HOW TO COMPLETE THIS TASK
Reproduce word for word the part of the Uboa and Bolt Gun review below that begins at the words "Uboa And Bolt GunUboa" and stops after "those around her.".

··· EXCERPTED PASSAGE

Uboa And Bolt GunUboa And Bolt Gun
Indie

- Two of the most extreme artists on the roster of one of Australia’s most extreme, experimental labels, have found each other. Uboa and Bolt Gun are both alumni of Art As Catharsis, although their two track, co-self-titled crusher is, apparently a Bandcamp only, indie affair. It’s been apparent for a while that Uboa at least is too prolific for any label to keep up and now, it seems, that influence is rubbing off on those around her.

Why not? Melbourne noise artist Xandra Metcalfe aka Uboa, already has a lot in common with Freo outfit Bolt Gun. The latter are a four-piece that run an unexpectedly wide gamut, between black metal, doom, noise, drone, post-rock, ambient and even spacey jazz. You can hear them do most of those things on their enormous, fifteen minute contribution. Starting out in febrile, spitting distortion, proceeding to deranged screaming, widening the guitar and synth textures out into something truly awe-inspiring and instead of providing a brutal foundation of blast beats, giving it a gently glittering wash of cymbal and jazzy swells from the kit. The vocals subside and the band focus on going full-reverse-post-rock, steadily decrescendoing into ambience, before devoting the final third of the cut to a sweet sax solo that would do Divide And Dissolve proud.

Perhaps the most impressive thing about Xandra Metcalfe, other than the raw volume of noise she produces is that she can do all of those things and more and regularly does, without any need to call on a band.  Here she echoes the initial thunder and screaming of Bolt Gun but utilising a more synthetic approach for her even more ominously titled The Slow Cancellation Of The Future. To this she adds the same scrapyard, found-percussion she employed on her previous record, The Origin Of My Depression. The murmured spoken-word and Julianna Barwick-style layered vocal harmonies are familiar affectations too. A new development is the clarity with which you start to hear her exhausted voice: “Let her have her misery / At least a mark will be made / A cut in this stupid, flat continuity our lives have become / Please help her burn, please help her bleed / please help her do anything but continue existing.” Unlike Bolt Gun, Uboa won’t go quiet into the good night, turning the volume back up; not to truly destructive intensity however, but instead introducing a surprisingly melodic synth line in amongst the pulverising distortion. My reference points for her work are becoming a bit fixed, but, again, this reminds me favourably of Swans.

······
··· RECORDED INFORMATION

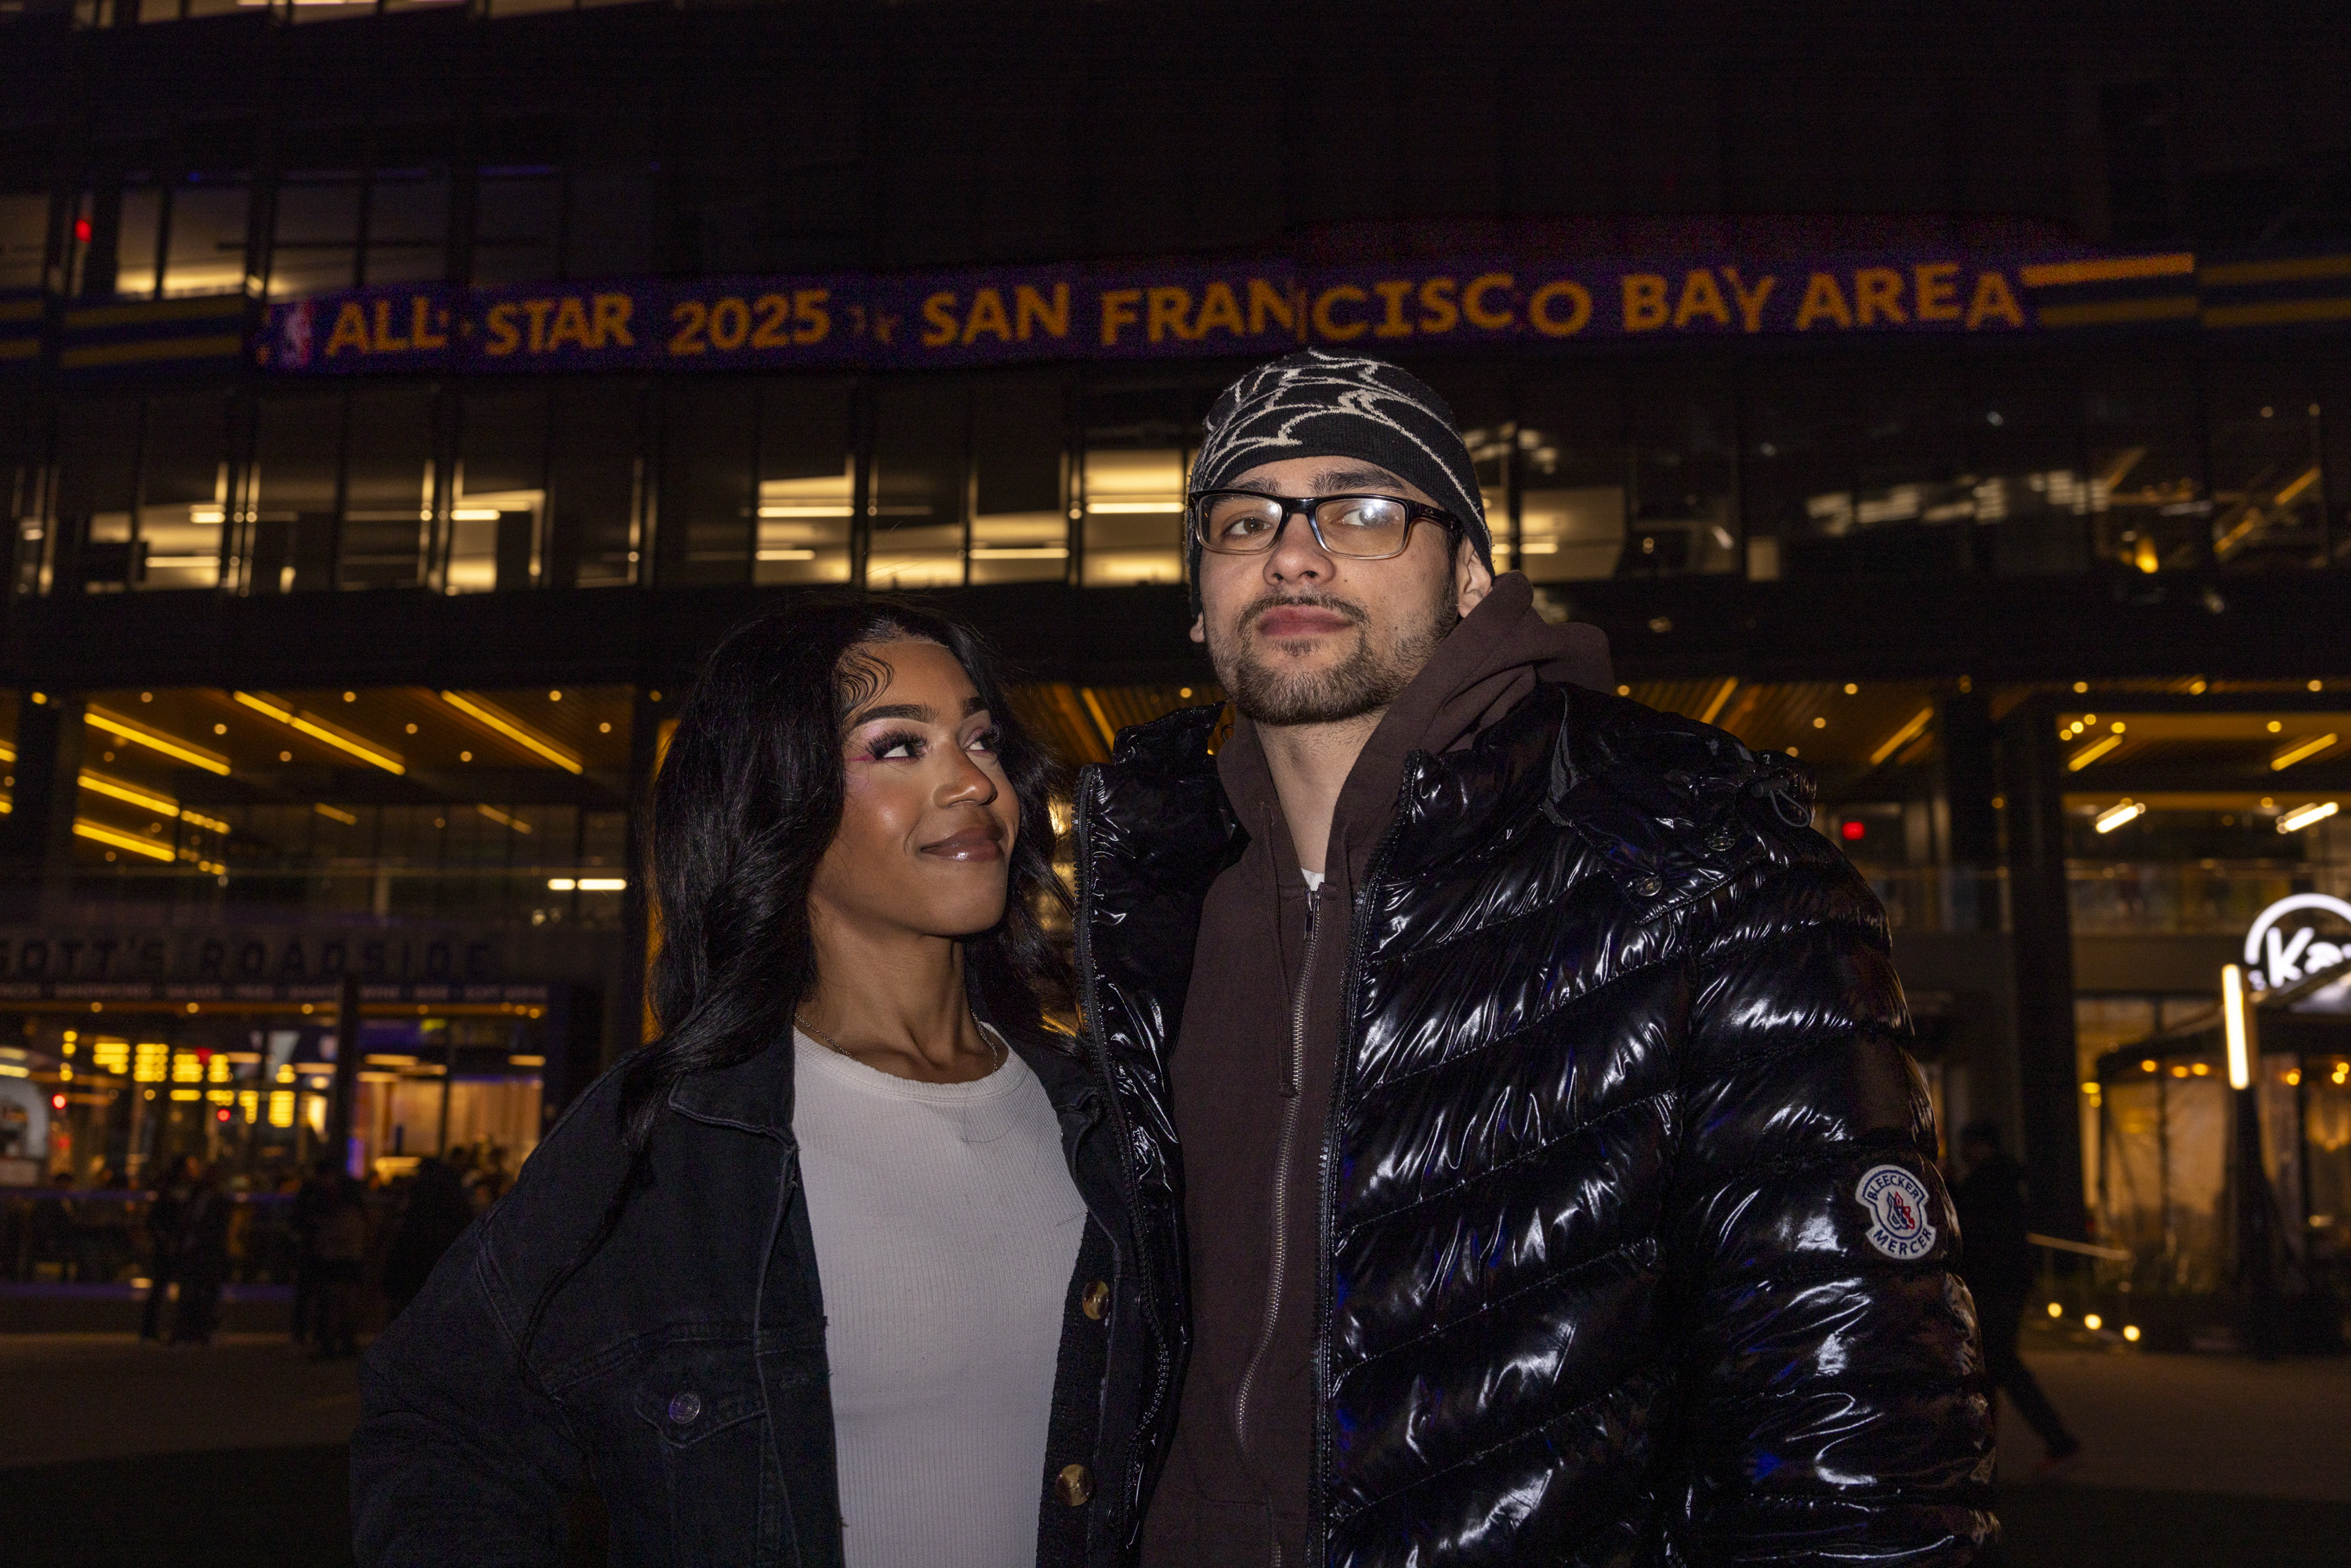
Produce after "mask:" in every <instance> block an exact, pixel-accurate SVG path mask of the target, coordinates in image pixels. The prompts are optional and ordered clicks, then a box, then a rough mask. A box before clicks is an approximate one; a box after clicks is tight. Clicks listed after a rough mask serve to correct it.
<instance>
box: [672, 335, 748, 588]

······

SOLUTION TO THE PROBLEM
Uboa And Bolt GunUboa And Bolt Gun
Indie

- Two of the most extreme artists on the roster of one of Australia’s most extreme, experimental labels, have found each other. Uboa and Bolt Gun are both alumni of Art As Catharsis, although their two track, co-self-titled crusher is, apparently a Bandcamp only, indie affair. It’s been apparent for a while that Uboa at least is too prolific for any label to keep up and now, it seems, that influence is rubbing off on those around her.